* _What you have to do_: Show all lines of the listing that hold the word "would".

* _Extracted data_:

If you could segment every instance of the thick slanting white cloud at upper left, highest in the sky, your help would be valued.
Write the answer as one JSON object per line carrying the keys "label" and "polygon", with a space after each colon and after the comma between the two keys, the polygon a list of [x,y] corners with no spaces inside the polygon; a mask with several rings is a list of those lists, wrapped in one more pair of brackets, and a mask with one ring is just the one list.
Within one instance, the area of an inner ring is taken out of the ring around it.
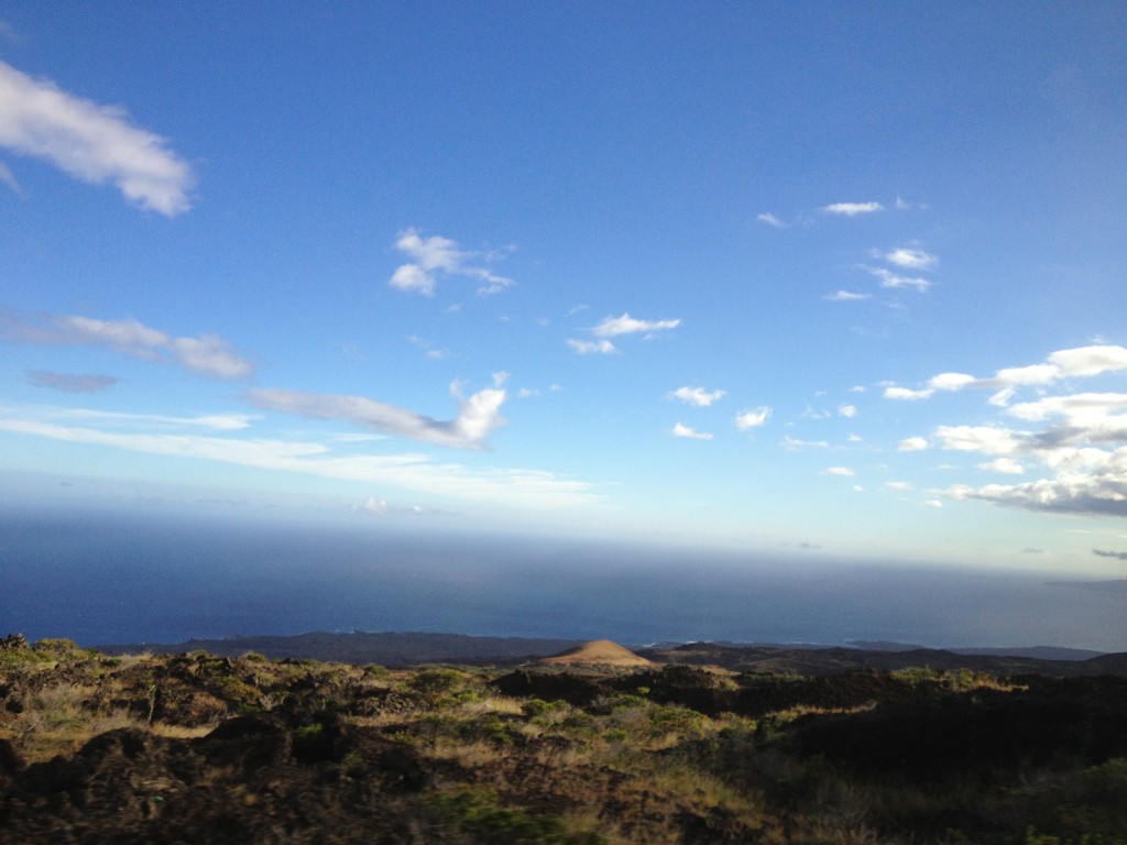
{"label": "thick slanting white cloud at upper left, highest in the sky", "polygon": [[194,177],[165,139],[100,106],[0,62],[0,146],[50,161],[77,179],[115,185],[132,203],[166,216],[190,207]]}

==

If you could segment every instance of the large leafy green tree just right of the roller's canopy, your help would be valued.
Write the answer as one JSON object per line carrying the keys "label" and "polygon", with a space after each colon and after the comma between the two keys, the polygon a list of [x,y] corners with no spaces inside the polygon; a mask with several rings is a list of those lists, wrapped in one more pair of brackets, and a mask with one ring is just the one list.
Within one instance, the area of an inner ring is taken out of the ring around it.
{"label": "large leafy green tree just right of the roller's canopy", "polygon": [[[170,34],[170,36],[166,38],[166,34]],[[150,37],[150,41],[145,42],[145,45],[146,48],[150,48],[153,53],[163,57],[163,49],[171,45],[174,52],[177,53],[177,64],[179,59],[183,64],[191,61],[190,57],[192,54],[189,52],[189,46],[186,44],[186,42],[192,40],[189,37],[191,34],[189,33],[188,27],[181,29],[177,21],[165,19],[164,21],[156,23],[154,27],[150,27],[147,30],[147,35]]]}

* _Task response_:
If you could segment every instance of the thick slanting white cloud at upper left, highest in the sky, your help would be valued.
If you could segment every instance of the large leafy green tree just right of the roller's canopy, your help would be valued.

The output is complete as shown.